**What you have to do:** Show each line of the records that contains the word "canopy".

Lines of data:

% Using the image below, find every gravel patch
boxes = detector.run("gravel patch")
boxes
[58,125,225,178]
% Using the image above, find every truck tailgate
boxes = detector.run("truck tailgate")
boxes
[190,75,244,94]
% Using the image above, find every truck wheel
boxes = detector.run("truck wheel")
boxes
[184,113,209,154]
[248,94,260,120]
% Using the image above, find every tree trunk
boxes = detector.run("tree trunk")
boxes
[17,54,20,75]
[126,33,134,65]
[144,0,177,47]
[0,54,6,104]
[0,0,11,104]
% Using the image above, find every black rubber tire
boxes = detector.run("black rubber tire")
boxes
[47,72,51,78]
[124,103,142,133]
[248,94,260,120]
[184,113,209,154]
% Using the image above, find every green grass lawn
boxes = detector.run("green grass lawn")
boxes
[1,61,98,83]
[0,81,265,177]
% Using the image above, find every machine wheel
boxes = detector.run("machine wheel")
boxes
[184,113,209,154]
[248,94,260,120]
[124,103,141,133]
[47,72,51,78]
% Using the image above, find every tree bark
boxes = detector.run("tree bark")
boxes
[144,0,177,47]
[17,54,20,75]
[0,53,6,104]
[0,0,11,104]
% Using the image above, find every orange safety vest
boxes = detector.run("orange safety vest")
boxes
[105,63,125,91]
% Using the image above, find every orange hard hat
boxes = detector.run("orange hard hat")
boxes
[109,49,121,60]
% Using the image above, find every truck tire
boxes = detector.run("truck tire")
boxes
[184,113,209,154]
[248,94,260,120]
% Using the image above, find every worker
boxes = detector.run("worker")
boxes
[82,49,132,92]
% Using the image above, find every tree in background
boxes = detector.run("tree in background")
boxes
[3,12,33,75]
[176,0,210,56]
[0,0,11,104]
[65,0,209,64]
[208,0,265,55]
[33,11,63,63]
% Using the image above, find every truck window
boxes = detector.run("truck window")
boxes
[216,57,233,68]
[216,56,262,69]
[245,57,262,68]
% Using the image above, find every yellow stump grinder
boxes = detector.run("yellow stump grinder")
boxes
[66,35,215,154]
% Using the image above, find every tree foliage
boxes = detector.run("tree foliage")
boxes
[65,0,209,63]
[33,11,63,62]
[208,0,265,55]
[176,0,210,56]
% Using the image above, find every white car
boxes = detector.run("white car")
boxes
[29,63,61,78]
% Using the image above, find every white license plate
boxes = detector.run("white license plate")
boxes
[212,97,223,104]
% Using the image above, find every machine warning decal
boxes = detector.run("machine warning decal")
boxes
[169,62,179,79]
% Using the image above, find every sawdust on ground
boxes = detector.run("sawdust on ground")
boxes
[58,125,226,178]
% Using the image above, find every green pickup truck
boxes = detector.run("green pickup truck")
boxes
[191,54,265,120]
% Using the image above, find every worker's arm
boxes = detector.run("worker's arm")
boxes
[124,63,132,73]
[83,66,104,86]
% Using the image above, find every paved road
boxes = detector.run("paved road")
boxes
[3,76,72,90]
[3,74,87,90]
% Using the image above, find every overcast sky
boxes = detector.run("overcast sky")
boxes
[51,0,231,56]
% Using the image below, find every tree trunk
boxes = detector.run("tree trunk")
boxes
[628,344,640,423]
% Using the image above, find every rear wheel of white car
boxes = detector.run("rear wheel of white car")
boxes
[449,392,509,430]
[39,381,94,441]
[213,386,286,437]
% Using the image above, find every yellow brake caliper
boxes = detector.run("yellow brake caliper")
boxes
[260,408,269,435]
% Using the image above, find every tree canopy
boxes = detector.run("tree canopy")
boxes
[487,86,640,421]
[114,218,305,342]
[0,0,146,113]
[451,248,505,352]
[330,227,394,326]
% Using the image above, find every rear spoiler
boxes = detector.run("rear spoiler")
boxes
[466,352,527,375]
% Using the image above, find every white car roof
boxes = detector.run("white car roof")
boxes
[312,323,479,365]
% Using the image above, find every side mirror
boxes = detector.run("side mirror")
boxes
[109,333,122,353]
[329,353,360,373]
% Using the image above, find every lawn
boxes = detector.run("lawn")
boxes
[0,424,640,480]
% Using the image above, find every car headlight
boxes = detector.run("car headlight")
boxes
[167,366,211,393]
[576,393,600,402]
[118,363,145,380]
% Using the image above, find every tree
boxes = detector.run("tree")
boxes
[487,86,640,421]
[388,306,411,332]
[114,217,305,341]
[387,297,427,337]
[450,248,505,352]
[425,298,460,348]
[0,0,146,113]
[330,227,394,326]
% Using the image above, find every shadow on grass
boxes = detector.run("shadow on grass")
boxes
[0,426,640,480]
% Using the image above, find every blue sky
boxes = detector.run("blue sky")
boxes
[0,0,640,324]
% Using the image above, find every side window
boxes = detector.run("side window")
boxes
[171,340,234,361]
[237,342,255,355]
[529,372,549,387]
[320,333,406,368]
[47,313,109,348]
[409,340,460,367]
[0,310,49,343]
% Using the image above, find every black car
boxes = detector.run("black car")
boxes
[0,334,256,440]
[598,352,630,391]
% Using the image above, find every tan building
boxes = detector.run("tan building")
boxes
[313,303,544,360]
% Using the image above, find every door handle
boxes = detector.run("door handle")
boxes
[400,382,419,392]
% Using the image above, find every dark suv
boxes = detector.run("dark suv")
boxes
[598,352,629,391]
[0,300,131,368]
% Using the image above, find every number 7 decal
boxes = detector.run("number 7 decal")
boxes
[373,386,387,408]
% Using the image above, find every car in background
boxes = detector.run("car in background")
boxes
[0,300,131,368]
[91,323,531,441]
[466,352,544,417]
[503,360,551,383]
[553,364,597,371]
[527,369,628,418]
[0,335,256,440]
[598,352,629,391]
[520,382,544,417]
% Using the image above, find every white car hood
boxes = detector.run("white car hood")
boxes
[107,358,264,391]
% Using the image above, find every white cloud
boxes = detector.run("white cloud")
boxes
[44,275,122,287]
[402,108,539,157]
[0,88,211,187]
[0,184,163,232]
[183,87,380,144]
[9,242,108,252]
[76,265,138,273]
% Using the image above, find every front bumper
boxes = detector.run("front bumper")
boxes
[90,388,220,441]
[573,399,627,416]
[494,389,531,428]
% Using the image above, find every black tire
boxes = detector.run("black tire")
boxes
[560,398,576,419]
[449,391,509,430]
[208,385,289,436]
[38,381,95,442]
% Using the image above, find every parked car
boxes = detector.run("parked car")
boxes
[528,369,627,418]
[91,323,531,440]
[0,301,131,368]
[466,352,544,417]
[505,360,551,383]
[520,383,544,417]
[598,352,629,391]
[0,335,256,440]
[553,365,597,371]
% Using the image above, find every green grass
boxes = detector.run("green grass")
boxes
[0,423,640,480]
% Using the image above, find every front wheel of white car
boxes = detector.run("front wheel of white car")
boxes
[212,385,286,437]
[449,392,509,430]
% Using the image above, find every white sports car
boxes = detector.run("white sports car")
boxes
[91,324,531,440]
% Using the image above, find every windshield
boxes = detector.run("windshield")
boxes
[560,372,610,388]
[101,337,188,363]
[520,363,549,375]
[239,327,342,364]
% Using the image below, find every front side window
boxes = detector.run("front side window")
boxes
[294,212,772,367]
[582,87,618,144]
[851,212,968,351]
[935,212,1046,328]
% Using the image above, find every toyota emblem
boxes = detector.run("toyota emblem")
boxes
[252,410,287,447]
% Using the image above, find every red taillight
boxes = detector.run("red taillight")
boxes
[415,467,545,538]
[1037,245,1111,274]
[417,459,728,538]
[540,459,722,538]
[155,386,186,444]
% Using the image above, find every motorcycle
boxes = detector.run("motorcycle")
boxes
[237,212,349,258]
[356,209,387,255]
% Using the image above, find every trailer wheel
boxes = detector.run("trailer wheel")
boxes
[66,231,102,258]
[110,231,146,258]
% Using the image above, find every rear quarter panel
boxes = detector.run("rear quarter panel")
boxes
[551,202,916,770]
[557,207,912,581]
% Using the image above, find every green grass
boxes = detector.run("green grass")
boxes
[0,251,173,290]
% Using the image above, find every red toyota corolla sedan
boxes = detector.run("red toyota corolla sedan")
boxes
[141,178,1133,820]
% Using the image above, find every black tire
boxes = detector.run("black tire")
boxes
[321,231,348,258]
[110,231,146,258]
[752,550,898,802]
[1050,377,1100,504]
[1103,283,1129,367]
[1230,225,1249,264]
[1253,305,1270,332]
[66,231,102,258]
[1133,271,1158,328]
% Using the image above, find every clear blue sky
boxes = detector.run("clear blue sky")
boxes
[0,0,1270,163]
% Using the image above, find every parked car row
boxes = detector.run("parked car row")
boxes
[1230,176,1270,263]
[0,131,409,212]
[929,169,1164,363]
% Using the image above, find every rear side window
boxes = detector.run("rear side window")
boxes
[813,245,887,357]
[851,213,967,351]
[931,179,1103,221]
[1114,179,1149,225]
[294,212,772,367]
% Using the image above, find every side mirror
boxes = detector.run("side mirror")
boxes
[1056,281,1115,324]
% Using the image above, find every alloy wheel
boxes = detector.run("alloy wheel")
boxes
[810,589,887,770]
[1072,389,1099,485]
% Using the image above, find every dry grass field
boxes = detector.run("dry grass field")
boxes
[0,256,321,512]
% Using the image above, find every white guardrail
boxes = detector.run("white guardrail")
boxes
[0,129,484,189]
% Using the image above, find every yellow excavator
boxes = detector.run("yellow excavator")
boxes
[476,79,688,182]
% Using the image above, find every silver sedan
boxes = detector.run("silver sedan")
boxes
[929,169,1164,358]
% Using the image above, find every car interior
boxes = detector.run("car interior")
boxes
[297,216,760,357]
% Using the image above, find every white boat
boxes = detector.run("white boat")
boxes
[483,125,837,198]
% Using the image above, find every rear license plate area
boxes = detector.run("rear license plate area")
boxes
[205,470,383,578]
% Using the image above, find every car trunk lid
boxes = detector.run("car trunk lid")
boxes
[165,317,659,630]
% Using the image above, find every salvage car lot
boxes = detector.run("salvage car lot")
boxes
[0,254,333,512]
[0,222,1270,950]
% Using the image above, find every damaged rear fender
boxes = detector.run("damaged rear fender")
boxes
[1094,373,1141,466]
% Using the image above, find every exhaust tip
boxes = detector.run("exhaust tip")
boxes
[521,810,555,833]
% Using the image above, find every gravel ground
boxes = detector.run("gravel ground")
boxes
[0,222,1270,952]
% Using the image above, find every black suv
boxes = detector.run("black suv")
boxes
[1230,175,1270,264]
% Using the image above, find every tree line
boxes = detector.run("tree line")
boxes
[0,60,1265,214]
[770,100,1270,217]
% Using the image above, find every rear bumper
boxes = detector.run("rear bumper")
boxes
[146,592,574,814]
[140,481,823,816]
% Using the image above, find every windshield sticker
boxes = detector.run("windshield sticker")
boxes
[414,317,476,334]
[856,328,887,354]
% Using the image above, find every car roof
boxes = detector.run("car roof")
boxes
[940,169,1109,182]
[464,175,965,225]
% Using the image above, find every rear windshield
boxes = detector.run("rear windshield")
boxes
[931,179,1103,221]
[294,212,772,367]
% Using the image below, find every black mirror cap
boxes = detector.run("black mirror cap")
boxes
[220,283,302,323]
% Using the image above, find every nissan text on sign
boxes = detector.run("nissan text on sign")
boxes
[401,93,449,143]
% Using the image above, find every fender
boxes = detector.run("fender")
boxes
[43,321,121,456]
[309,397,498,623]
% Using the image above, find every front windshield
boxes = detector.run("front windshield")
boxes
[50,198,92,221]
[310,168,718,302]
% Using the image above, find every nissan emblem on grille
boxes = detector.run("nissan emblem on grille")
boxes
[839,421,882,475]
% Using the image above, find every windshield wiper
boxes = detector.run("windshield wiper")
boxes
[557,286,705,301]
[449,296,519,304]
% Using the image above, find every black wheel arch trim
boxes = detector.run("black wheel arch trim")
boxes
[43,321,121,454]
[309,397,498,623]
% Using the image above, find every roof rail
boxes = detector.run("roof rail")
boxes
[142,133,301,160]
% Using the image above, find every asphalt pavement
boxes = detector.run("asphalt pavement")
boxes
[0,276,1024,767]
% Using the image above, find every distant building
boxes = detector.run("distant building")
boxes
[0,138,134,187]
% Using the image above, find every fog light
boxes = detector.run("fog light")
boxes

**Response to this task:**
% Using the image above, find every tree canopy
boxes = detector.run("tree canopy")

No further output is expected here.